◆ PAGE EXCERPT
┄┄┄┄┄┄┄┄┄┄

So why not “My Complete Letters of Recommendation”? It could make an entertaining and useful book. I’d choose only the most distinctive letters and delete all names and identifying marks. The collection would provide anyone who needed to write recommendations with models of equivocal praise (“Good wasn’t the word for his thesis,” “You’ll be lucky if you can get her to work for you”), as well as a thesaurus’s worth of adjectives, all of them superlatives since grade inflation, though banished from Princeton, still rules in the economy of letter-writing.

In reality, of course, “My Complete Letters of Recommendation” will never appear, even if the idea seems tempting when the requests bestrew my virtual desk as autumn leaves do my lawn. Recommendations are, and should be, absolutely private: written only for the eyes of those making the decision in question. They also are — or should be — serious pieces of writing: efforts to interest readers who are working through, in many cases, hundreds of identical-looking files. Adjectival fluff won’t do that. As Michele Lamont showed in her study of academic judgment, “How Professors Think,” experienced readers look for letters that say specific things about the person being considered and the work he or she plans to do: “The more terms of praise I see in a letter,” one philosopher explained, “the less attention I gave it. The more description, the more attention.”

┄┄┄┄┄┄┄┄┄┄

◆ DATASET CONTENT
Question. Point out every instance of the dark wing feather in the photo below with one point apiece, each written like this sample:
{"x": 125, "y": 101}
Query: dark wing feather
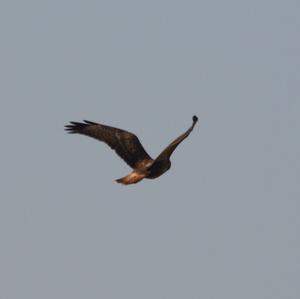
{"x": 167, "y": 152}
{"x": 126, "y": 144}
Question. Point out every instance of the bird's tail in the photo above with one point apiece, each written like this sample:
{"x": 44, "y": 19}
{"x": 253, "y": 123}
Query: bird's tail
{"x": 132, "y": 178}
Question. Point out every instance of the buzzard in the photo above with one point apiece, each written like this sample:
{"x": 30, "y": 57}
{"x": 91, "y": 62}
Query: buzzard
{"x": 129, "y": 148}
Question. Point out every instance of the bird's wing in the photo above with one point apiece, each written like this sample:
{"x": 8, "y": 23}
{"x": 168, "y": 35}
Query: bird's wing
{"x": 167, "y": 152}
{"x": 126, "y": 144}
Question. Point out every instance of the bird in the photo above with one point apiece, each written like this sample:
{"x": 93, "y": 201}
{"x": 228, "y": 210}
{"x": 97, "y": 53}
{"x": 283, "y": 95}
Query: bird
{"x": 130, "y": 149}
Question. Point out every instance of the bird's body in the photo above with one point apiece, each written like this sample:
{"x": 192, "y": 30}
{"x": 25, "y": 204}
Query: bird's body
{"x": 129, "y": 148}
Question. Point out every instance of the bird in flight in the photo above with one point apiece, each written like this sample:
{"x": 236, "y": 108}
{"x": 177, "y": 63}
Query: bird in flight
{"x": 129, "y": 148}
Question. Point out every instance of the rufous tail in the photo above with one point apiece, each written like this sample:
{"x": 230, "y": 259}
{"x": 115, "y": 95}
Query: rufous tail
{"x": 132, "y": 178}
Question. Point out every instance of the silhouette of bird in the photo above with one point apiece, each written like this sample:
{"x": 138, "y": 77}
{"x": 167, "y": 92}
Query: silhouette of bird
{"x": 129, "y": 148}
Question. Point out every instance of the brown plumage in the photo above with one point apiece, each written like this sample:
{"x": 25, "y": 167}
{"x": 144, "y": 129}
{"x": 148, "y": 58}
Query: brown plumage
{"x": 129, "y": 148}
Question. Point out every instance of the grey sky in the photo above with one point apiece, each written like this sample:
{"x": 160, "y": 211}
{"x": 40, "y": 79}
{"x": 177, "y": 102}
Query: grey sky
{"x": 223, "y": 222}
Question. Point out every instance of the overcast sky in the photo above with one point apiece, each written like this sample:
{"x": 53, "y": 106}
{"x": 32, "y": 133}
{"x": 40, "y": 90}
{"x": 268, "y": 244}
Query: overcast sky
{"x": 223, "y": 222}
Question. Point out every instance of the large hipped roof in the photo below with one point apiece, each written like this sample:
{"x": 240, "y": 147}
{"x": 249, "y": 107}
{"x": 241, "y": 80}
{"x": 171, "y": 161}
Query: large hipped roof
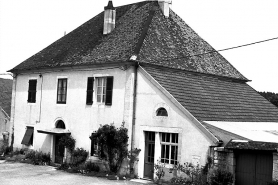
{"x": 141, "y": 29}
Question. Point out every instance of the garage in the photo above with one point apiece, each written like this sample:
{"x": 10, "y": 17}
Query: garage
{"x": 253, "y": 167}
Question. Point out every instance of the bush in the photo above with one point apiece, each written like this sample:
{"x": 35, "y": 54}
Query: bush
{"x": 38, "y": 158}
{"x": 274, "y": 182}
{"x": 78, "y": 156}
{"x": 67, "y": 141}
{"x": 113, "y": 144}
{"x": 179, "y": 180}
{"x": 63, "y": 166}
{"x": 91, "y": 167}
{"x": 218, "y": 176}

┄┄┄┄┄┄┄┄┄┄

◆ TASK REQUIREMENTS
Resume the essay on writing letters of recommendation after its final sentence, keeping its voice and line of argument.

◆ RESPONSE TO THIS TASK
So here’s a little advice for those of you who might, just conceivably, ask your professors for letters over the weeks and months to come. The most important thing to remember is as simple as it is regularly ignored: only someone who actually knows you well can bring out the qualities that would make you a good potential lawyer, professor, Peace Corps volunteer or anything else.

Second, be sure that the people from whom you request letters have some idea what you’ve been up to lately. Provide a fresh CV, a writing sample, something that gives an idea of what you’re up to. And do it right away. Again and again an electronic prompt arrives in my e-mailbox, I revise and upload a letter on the basis of what I can remember, and then, a couple of weeks later, the recommendee writes to me to ask if I’d like to know what he or she has been working on.

Third, whenever possible use referees whose enthusiasm — for their work and for yours — really impressed you. In the passionless, professionalized world where most of us spend most of our time, a letter written with real passion and engagement can make a huge difference — can convey your own passion for what you do.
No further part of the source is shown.